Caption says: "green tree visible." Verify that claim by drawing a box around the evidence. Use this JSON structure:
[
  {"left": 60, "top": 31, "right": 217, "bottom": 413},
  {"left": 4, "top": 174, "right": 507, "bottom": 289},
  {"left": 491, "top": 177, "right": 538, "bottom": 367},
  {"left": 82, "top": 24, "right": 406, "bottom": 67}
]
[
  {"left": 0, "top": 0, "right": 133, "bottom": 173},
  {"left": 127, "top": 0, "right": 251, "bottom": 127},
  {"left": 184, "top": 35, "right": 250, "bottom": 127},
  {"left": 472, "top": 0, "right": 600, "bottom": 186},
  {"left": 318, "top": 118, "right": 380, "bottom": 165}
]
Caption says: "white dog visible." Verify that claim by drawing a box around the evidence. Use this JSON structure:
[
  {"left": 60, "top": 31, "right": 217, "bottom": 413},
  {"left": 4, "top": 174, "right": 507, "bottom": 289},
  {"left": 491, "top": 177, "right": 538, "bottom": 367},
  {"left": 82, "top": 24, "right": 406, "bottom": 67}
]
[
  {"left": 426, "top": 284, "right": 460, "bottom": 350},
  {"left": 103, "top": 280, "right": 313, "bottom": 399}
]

= = =

**What you have to do**
Revise the listing above so that "Verify that claim" becomes "Check that claim" everywhere it occurs, leaving everything else unchanged.

**The completed task**
Caption says: "green tree visible." Check that claim by drawing a box around the evidence. Use this JSON structure:
[
  {"left": 60, "top": 31, "right": 217, "bottom": 413},
  {"left": 4, "top": 174, "right": 507, "bottom": 289},
  {"left": 491, "top": 177, "right": 538, "bottom": 367},
  {"left": 82, "top": 24, "right": 406, "bottom": 67}
]
[
  {"left": 0, "top": 0, "right": 133, "bottom": 173},
  {"left": 127, "top": 0, "right": 251, "bottom": 127},
  {"left": 184, "top": 35, "right": 250, "bottom": 127},
  {"left": 472, "top": 0, "right": 600, "bottom": 186},
  {"left": 318, "top": 118, "right": 380, "bottom": 165}
]
Caption says: "white dog visible." Check that claim by drawing a box around the evidence. Use this JSON structure:
[
  {"left": 60, "top": 31, "right": 217, "bottom": 413},
  {"left": 4, "top": 174, "right": 507, "bottom": 289},
  {"left": 491, "top": 177, "right": 538, "bottom": 367},
  {"left": 82, "top": 24, "right": 406, "bottom": 67}
]
[
  {"left": 426, "top": 284, "right": 460, "bottom": 350},
  {"left": 103, "top": 280, "right": 313, "bottom": 399}
]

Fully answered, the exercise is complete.